### RECORDS SUPPLIED
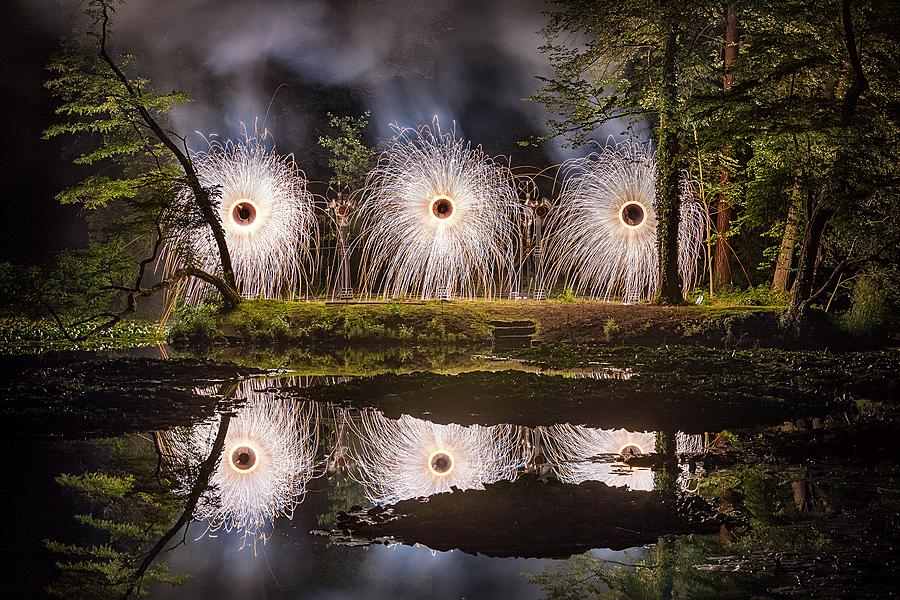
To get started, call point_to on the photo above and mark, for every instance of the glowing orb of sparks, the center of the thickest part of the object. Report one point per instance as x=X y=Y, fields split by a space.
x=267 y=214
x=440 y=463
x=442 y=207
x=268 y=459
x=577 y=454
x=602 y=238
x=632 y=214
x=438 y=219
x=243 y=214
x=410 y=458
x=243 y=457
x=631 y=449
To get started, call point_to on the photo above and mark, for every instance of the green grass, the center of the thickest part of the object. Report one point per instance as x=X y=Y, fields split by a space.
x=266 y=321
x=20 y=335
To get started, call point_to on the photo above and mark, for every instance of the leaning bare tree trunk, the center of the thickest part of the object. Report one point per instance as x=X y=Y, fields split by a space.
x=725 y=213
x=668 y=192
x=201 y=195
x=788 y=244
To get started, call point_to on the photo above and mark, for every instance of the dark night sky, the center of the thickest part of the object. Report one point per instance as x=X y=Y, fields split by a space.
x=468 y=61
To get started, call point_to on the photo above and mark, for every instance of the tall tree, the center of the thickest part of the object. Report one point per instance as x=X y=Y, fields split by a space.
x=725 y=212
x=139 y=163
x=636 y=61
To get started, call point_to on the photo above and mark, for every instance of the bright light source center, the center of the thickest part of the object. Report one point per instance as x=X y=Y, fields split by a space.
x=632 y=214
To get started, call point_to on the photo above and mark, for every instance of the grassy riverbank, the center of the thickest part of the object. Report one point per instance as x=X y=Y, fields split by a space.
x=470 y=322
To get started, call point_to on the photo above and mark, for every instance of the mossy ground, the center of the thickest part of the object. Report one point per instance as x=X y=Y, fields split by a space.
x=469 y=323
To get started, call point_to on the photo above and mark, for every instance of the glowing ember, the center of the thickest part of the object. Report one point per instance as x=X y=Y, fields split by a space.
x=602 y=239
x=438 y=219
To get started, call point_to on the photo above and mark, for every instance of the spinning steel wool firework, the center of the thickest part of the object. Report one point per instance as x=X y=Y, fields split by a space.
x=269 y=457
x=268 y=217
x=603 y=234
x=438 y=219
x=576 y=453
x=408 y=458
x=686 y=443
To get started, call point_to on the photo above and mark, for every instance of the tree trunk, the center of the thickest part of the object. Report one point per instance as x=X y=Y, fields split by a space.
x=668 y=190
x=201 y=194
x=837 y=180
x=788 y=243
x=817 y=218
x=725 y=212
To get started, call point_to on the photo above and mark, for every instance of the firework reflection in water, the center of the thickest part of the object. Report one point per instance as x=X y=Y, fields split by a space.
x=268 y=459
x=576 y=453
x=266 y=211
x=602 y=236
x=410 y=458
x=438 y=219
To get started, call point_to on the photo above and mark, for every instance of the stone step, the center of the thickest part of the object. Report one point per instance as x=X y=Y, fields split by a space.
x=517 y=330
x=513 y=341
x=522 y=323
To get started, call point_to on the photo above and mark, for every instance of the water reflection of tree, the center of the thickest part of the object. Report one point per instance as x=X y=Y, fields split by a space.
x=665 y=570
x=135 y=517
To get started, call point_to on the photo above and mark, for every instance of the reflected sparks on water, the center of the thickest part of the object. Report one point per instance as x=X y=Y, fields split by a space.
x=268 y=459
x=272 y=452
x=575 y=454
x=408 y=458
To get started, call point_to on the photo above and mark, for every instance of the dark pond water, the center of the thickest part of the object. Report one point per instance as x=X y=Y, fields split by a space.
x=651 y=473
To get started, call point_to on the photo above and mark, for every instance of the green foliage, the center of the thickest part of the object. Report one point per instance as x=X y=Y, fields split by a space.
x=96 y=104
x=77 y=283
x=195 y=322
x=875 y=299
x=266 y=321
x=349 y=157
x=761 y=295
x=98 y=486
x=610 y=328
x=21 y=335
x=129 y=510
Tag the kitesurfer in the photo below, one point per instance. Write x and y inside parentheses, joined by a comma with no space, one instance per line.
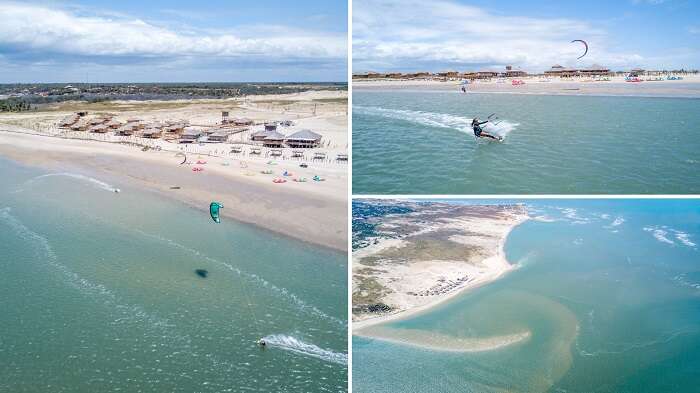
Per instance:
(479,133)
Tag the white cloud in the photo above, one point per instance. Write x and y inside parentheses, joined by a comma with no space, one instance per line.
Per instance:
(401,34)
(41,29)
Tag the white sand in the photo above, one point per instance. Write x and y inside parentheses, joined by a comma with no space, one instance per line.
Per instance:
(315,212)
(420,276)
(688,87)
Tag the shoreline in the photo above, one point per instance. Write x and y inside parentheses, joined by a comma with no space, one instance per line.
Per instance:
(506,266)
(311,217)
(687,88)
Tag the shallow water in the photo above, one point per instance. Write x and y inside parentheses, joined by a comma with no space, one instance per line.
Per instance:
(609,291)
(99,293)
(420,142)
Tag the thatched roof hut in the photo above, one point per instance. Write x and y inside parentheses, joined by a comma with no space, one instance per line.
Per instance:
(274,139)
(304,139)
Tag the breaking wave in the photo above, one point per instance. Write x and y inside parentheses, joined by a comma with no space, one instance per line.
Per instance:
(295,345)
(299,303)
(433,119)
(96,182)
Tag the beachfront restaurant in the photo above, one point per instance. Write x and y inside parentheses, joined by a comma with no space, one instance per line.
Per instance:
(219,136)
(259,136)
(595,70)
(304,139)
(242,122)
(190,135)
(153,133)
(274,139)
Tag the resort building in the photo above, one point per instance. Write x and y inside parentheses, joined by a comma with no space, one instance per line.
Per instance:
(304,139)
(152,133)
(219,136)
(260,135)
(274,139)
(190,135)
(243,121)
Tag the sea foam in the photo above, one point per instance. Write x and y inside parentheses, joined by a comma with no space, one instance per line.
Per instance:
(434,119)
(296,345)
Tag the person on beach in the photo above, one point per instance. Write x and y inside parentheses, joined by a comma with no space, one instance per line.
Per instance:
(479,133)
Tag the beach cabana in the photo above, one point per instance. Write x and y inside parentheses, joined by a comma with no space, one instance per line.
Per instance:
(274,139)
(153,133)
(304,139)
(260,135)
(125,130)
(190,135)
(218,136)
(242,121)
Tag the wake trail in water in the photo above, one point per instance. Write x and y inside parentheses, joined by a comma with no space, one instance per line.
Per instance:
(295,345)
(96,182)
(433,119)
(125,313)
(300,304)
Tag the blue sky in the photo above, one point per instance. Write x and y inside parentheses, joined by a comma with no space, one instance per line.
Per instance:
(412,35)
(173,41)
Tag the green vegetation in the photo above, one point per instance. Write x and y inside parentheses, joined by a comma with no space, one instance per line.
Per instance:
(14,105)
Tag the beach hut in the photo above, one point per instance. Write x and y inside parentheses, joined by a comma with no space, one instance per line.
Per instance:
(125,130)
(152,133)
(242,121)
(113,124)
(260,135)
(274,139)
(100,129)
(190,135)
(81,125)
(304,139)
(218,136)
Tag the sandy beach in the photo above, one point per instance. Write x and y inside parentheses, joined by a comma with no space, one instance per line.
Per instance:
(311,211)
(617,86)
(416,285)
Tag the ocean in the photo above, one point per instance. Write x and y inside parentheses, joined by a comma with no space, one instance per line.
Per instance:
(421,142)
(99,294)
(608,291)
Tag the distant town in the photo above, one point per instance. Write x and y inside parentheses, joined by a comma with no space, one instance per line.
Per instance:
(22,97)
(509,72)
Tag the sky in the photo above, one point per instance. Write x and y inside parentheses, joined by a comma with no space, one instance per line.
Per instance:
(533,35)
(173,41)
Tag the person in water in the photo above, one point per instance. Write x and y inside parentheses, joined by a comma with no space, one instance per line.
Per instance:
(479,133)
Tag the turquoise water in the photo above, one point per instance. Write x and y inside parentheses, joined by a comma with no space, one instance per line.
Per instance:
(99,294)
(420,142)
(609,290)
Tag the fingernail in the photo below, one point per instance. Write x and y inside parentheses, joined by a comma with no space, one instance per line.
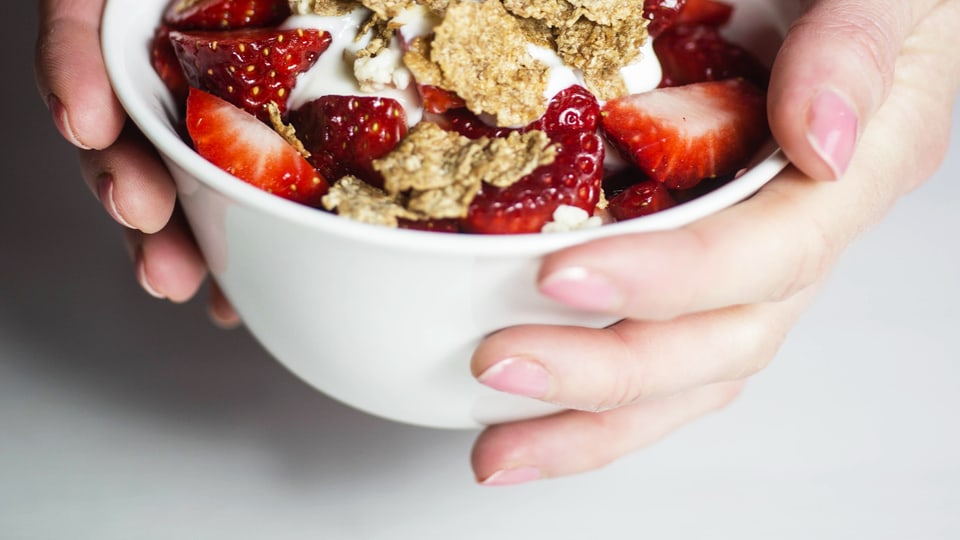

### WHAT YOU ARE ASKED TO DO
Filter the records down to the lines containing the word "person", and copy those.

### EXERCISE RESULT
Tag the person on beach in the photo above, one point per instance. Write x and y inside parentheses, joined by a comma with no space, one instance per line.
Tag the person in water in the photo above, one point per instance. Write x and y inside parentheses, joined by a comma with no space, one instance per line.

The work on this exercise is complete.